# Goal of the exercise
Reproduce every line of the records below verbatim, character for character, without changing any spacing or punctuation.

# Records shown
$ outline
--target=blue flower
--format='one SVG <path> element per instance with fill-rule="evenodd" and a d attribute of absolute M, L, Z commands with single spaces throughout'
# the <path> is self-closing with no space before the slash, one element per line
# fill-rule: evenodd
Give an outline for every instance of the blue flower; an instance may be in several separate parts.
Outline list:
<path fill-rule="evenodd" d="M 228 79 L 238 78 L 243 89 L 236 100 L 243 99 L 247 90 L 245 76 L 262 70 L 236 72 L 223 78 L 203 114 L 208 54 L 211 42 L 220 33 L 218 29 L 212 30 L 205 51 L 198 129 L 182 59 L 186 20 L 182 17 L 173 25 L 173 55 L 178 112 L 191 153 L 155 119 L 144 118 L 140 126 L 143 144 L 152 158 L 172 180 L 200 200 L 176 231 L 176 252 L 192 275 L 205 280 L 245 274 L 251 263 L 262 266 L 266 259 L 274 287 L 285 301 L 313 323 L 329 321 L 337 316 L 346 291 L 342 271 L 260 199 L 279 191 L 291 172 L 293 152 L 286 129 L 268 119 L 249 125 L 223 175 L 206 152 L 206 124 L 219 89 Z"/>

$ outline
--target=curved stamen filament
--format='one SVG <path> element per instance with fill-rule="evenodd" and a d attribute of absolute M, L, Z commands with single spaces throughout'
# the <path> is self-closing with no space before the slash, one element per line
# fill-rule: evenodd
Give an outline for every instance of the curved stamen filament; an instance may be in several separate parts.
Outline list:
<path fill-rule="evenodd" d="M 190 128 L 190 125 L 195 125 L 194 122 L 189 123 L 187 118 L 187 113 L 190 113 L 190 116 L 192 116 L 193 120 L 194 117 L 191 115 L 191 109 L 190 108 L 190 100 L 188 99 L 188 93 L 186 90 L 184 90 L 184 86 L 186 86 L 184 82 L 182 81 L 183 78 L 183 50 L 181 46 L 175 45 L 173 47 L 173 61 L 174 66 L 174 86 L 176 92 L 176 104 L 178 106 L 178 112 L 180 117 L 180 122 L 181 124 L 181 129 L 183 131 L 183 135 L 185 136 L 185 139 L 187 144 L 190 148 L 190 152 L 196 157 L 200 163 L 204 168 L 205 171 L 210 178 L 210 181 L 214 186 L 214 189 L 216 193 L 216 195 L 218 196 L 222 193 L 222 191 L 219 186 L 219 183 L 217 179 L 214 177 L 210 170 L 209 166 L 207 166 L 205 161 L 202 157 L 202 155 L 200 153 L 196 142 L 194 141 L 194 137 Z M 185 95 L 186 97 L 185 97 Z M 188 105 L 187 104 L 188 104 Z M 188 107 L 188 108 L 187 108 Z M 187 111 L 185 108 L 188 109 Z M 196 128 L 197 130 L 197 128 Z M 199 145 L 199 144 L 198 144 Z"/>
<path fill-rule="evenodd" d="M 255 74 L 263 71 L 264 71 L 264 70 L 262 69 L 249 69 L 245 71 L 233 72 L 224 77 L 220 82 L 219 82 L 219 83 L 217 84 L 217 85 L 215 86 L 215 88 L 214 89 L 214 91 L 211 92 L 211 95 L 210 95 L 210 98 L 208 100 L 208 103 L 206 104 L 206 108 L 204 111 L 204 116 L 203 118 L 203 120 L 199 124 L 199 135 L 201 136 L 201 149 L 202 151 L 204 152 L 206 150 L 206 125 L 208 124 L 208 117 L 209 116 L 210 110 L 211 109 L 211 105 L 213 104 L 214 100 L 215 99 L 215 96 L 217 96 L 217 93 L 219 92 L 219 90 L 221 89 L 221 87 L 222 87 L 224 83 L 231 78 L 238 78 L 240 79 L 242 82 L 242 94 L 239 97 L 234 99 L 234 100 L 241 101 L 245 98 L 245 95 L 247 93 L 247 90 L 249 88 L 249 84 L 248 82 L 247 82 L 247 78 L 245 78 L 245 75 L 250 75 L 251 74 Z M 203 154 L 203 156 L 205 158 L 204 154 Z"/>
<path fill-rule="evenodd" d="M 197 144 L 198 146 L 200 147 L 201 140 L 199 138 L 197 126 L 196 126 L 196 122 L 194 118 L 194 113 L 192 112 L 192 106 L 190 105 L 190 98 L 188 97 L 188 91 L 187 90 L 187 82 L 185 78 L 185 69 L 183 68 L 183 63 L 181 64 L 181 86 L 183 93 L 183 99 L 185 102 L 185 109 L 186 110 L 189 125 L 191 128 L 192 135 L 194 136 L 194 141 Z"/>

# Correct output
$ outline
--target=blue flower
--format='one SVG <path> element per instance with fill-rule="evenodd" and a d attribute of absolute M, L, Z commands with single spaces throughout'
# the <path> is self-closing with no space before the slash, one element per line
# fill-rule: evenodd
Give an outline for every instance of the blue flower; an instance may be in several separate parts.
Outline list:
<path fill-rule="evenodd" d="M 228 79 L 238 78 L 243 89 L 236 100 L 243 99 L 247 90 L 245 76 L 262 70 L 236 72 L 223 78 L 203 114 L 208 54 L 211 42 L 220 33 L 218 29 L 212 30 L 205 51 L 198 129 L 182 59 L 186 20 L 182 17 L 173 25 L 173 55 L 178 112 L 191 153 L 155 119 L 144 118 L 140 126 L 143 144 L 152 158 L 172 180 L 200 200 L 176 231 L 176 252 L 192 275 L 205 280 L 245 274 L 251 263 L 262 266 L 266 259 L 274 287 L 285 301 L 313 323 L 329 321 L 337 316 L 346 291 L 342 271 L 260 199 L 279 191 L 291 172 L 293 152 L 286 129 L 268 119 L 249 125 L 223 175 L 206 152 L 206 124 L 219 89 Z"/>

$ outline
--target=curved stamen filament
--format='one SVG <path> element per instance with fill-rule="evenodd" and a d attribute of absolute M, L, Z commands with single spaces throughout'
# the <path> is self-closing with no space before the slash, one element per line
# fill-rule: evenodd
Give an outline for every instance of the curved stamen filament; an instance may be in several separate parts.
Outline list:
<path fill-rule="evenodd" d="M 190 128 L 190 125 L 195 125 L 194 122 L 189 123 L 187 118 L 187 113 L 190 113 L 190 116 L 192 116 L 193 120 L 194 117 L 191 115 L 191 109 L 190 108 L 190 100 L 188 99 L 188 93 L 186 90 L 184 90 L 184 86 L 186 86 L 184 82 L 182 81 L 183 78 L 183 50 L 181 46 L 175 45 L 173 47 L 173 61 L 174 66 L 174 86 L 176 92 L 176 104 L 178 106 L 178 112 L 180 117 L 180 122 L 181 124 L 181 129 L 183 131 L 183 135 L 185 136 L 185 139 L 187 144 L 190 148 L 190 152 L 196 157 L 200 163 L 204 168 L 205 171 L 210 178 L 210 181 L 214 186 L 214 189 L 216 193 L 216 195 L 218 196 L 222 193 L 222 191 L 219 186 L 219 183 L 217 179 L 214 177 L 210 170 L 209 166 L 207 166 L 205 161 L 202 157 L 202 155 L 200 153 L 196 142 L 194 141 L 194 137 Z M 185 95 L 186 97 L 185 97 Z M 188 105 L 187 104 L 188 104 Z M 188 107 L 188 108 L 187 108 Z M 187 111 L 185 108 L 188 109 Z M 196 128 L 197 130 L 197 128 Z M 199 145 L 199 144 L 198 144 Z"/>
<path fill-rule="evenodd" d="M 255 74 L 263 71 L 264 71 L 264 70 L 262 69 L 249 69 L 245 71 L 233 72 L 224 77 L 220 82 L 219 82 L 219 83 L 217 84 L 217 85 L 215 86 L 215 88 L 214 89 L 214 91 L 211 92 L 211 95 L 210 95 L 210 98 L 208 100 L 208 103 L 206 104 L 206 108 L 204 111 L 204 116 L 203 118 L 203 120 L 199 124 L 199 135 L 201 136 L 201 149 L 202 151 L 204 152 L 206 150 L 206 125 L 208 124 L 208 117 L 209 116 L 210 110 L 211 109 L 211 105 L 213 104 L 214 100 L 215 99 L 215 96 L 217 96 L 217 93 L 219 92 L 219 90 L 221 89 L 221 87 L 222 87 L 224 83 L 231 78 L 238 78 L 240 79 L 242 82 L 242 94 L 239 97 L 234 99 L 234 100 L 241 101 L 245 98 L 245 95 L 247 93 L 247 90 L 249 88 L 249 84 L 248 82 L 247 82 L 247 78 L 245 78 L 245 75 L 250 75 L 251 74 Z M 203 154 L 203 156 L 205 158 L 204 154 Z"/>
<path fill-rule="evenodd" d="M 197 144 L 198 146 L 200 147 L 201 140 L 199 138 L 197 126 L 196 126 L 196 122 L 194 118 L 194 113 L 192 112 L 192 106 L 190 105 L 190 98 L 188 97 L 188 91 L 187 90 L 187 82 L 185 78 L 185 69 L 183 68 L 183 63 L 181 64 L 181 86 L 183 93 L 183 99 L 185 102 L 185 109 L 186 110 L 189 125 L 191 128 L 192 135 L 194 136 L 194 141 Z"/>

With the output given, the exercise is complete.